-- Set problem --
Put every line of the records below into a numbered list, skipping any blank lines. Leave the pictures out of the list.

────────────────

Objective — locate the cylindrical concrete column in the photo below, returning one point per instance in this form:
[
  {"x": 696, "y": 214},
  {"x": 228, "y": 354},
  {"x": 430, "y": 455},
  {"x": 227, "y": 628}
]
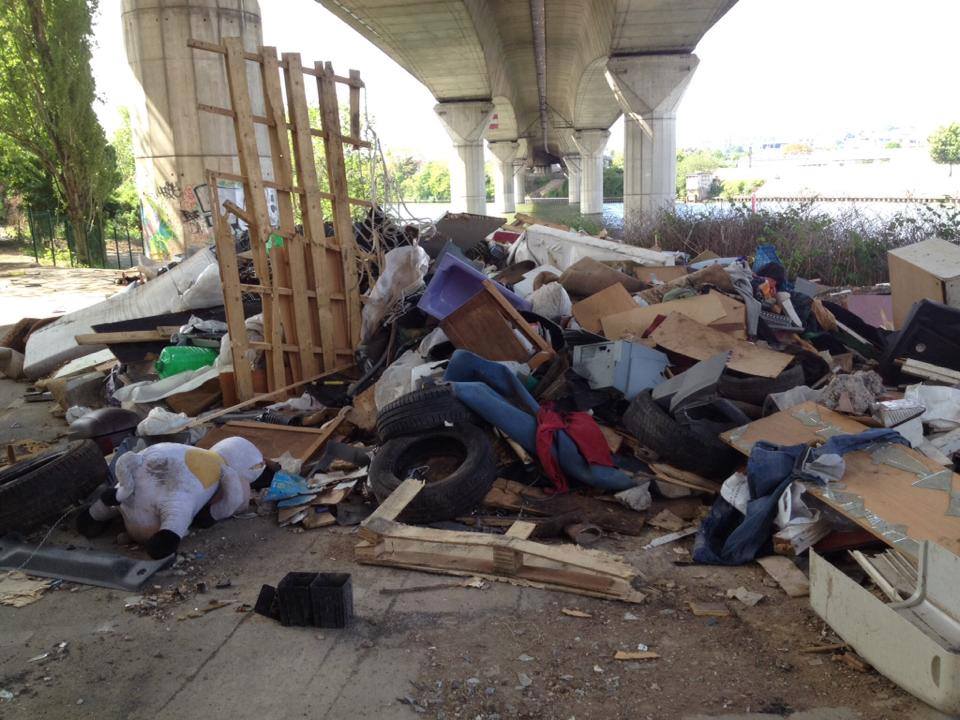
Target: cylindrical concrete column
[
  {"x": 504, "y": 152},
  {"x": 465, "y": 123},
  {"x": 591, "y": 144},
  {"x": 520, "y": 181},
  {"x": 649, "y": 89},
  {"x": 173, "y": 142},
  {"x": 572, "y": 163}
]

────────────────

-- Right answer --
1. Objective — locate the cylindrical concrete column in the photo below, returning one point per instance in this form:
2. [
3.   {"x": 696, "y": 214},
4.   {"x": 228, "y": 354},
5.   {"x": 430, "y": 455},
6.   {"x": 227, "y": 628}
7. ]
8. Target: cylindrical concrete column
9. [
10.   {"x": 504, "y": 152},
11.   {"x": 465, "y": 123},
12.   {"x": 591, "y": 144},
13.   {"x": 520, "y": 181},
14.   {"x": 649, "y": 89},
15.   {"x": 173, "y": 142},
16.   {"x": 572, "y": 163}
17. ]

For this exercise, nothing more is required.